#### Task requirements:
Copy all of the material below with "Kindly outline" swapped for "Please outline" wherever it occurs, and change nothing else. Omit the pictures from your copy.

--- start Available records ---

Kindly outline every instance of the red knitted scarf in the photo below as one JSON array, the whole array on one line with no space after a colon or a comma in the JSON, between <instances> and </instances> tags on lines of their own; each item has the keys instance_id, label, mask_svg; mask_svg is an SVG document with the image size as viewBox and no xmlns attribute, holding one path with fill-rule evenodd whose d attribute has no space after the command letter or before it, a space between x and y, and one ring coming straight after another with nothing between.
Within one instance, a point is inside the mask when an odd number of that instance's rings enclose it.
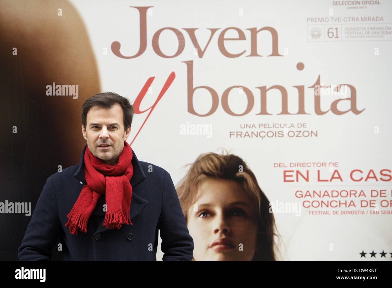
<instances>
[{"instance_id":1,"label":"red knitted scarf","mask_svg":"<svg viewBox=\"0 0 392 288\"><path fill-rule=\"evenodd\" d=\"M87 183L79 194L71 212L67 215L69 232L77 234L87 232L87 223L102 194L106 194L107 210L103 225L107 228L120 229L121 224L132 225L129 218L132 187L129 181L133 175L131 161L132 150L126 141L113 166L105 164L94 156L87 147L84 153L84 175ZM103 207L102 207L103 208Z\"/></svg>"}]
</instances>

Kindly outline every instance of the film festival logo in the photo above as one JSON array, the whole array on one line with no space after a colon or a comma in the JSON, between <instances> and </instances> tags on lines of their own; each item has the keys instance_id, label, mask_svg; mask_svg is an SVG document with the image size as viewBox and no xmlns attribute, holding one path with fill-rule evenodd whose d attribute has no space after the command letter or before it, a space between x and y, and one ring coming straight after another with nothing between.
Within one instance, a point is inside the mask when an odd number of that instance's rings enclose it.
<instances>
[{"instance_id":1,"label":"film festival logo","mask_svg":"<svg viewBox=\"0 0 392 288\"><path fill-rule=\"evenodd\" d=\"M321 29L318 27L314 27L310 29L310 33L312 39L319 39L321 34Z\"/></svg>"}]
</instances>

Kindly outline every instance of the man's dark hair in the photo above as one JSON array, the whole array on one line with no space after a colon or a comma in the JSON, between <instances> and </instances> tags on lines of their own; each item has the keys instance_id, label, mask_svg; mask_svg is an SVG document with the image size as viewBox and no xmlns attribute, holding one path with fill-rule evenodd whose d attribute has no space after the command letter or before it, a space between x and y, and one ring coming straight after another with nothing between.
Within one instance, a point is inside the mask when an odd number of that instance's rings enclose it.
<instances>
[{"instance_id":1,"label":"man's dark hair","mask_svg":"<svg viewBox=\"0 0 392 288\"><path fill-rule=\"evenodd\" d=\"M124 112L124 129L131 127L133 118L133 107L128 98L113 92L104 92L96 94L86 100L82 108L82 122L85 129L87 125L87 113L93 107L98 106L109 108L118 103Z\"/></svg>"}]
</instances>

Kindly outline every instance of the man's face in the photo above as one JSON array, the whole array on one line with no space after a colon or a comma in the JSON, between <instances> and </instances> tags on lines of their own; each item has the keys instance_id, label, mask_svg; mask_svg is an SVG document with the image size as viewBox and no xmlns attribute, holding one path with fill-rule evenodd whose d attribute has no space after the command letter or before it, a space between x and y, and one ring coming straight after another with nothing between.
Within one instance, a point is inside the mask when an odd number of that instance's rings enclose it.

--- end Available records ---

#### Response for this exercise:
Please outline every instance of the red knitted scarf in the photo below as one JSON array, the whole array on one line with no space after a colon or a comma in the JSON, between <instances> and </instances> tags on lines of their own; each item has the keys instance_id, label, mask_svg; mask_svg is an SVG document with the image size as viewBox and no xmlns attribute, holding one path with fill-rule evenodd whose d attribute has no space after the command letter or before it, a space between x and y, and one ring coming straight after another with nothing between.
Within one instance, a point is inside the mask when an odd number of that instance's rings enclose it.
<instances>
[{"instance_id":1,"label":"red knitted scarf","mask_svg":"<svg viewBox=\"0 0 392 288\"><path fill-rule=\"evenodd\" d=\"M87 183L79 194L71 212L67 215L69 232L77 234L87 232L87 223L102 194L106 194L107 210L103 225L107 228L120 229L121 224L132 225L129 218L132 187L129 181L133 175L131 161L132 150L126 141L113 166L105 164L94 156L87 147L84 153L84 175ZM103 207L102 207L103 208Z\"/></svg>"}]
</instances>

Please outline every instance of the film festival logo in the photo above as one JSON array, the whole array on one line with no space after a colon or a comma in the JSON, between <instances> and </instances> tags on lines of their own; each item has the keys instance_id, label, mask_svg; mask_svg is an SVG document with the image size as viewBox and no xmlns attribute, holding one path with fill-rule evenodd whose d attribute has no space after the command letter or before it, a space between x and y, and one ring coming straight after another with nothing between.
Within one instance, a point is inside the mask when an odd number of that instance's rings enclose it.
<instances>
[{"instance_id":1,"label":"film festival logo","mask_svg":"<svg viewBox=\"0 0 392 288\"><path fill-rule=\"evenodd\" d=\"M321 29L318 27L314 27L310 29L310 33L312 39L319 39L321 34Z\"/></svg>"}]
</instances>

Please outline every instance of the man's dark hair in the photo above as one JSON array, the whole array on one line with no space after a colon or a comma in the JSON, between <instances> and </instances> tags on lines of their own; each item has the keys instance_id, label, mask_svg; mask_svg is an SVG document with the image size as viewBox and no xmlns attribute, holding one path with fill-rule evenodd whose d attribute has no space after the command letter or before it, a space between x and y, and one ring coming straight after another with nothing between.
Within one instance, a point is inside the mask when an odd number of that instance's rings enclose it.
<instances>
[{"instance_id":1,"label":"man's dark hair","mask_svg":"<svg viewBox=\"0 0 392 288\"><path fill-rule=\"evenodd\" d=\"M124 112L124 129L131 127L133 118L133 107L128 98L113 92L104 92L96 94L86 100L82 108L82 122L85 129L87 125L87 113L93 107L98 106L109 108L118 103Z\"/></svg>"}]
</instances>

Please outline every instance of the man's face in the photo above as one JSON array, the whole array on one line with no space after a colon or a comma in the JSON, between <instances> and </instances> tags on lines of their own; each item has the keys instance_id, label, mask_svg; mask_svg is an SVG document with the image size as viewBox and no xmlns attribute, holding one path with fill-rule evenodd whose d attribute has no space after the command letter or before it, a space between x and y, and one ring coming straight after another with nothing between.
Within one instance, a point is inside the mask when an odd number of that instance's rings enclose it.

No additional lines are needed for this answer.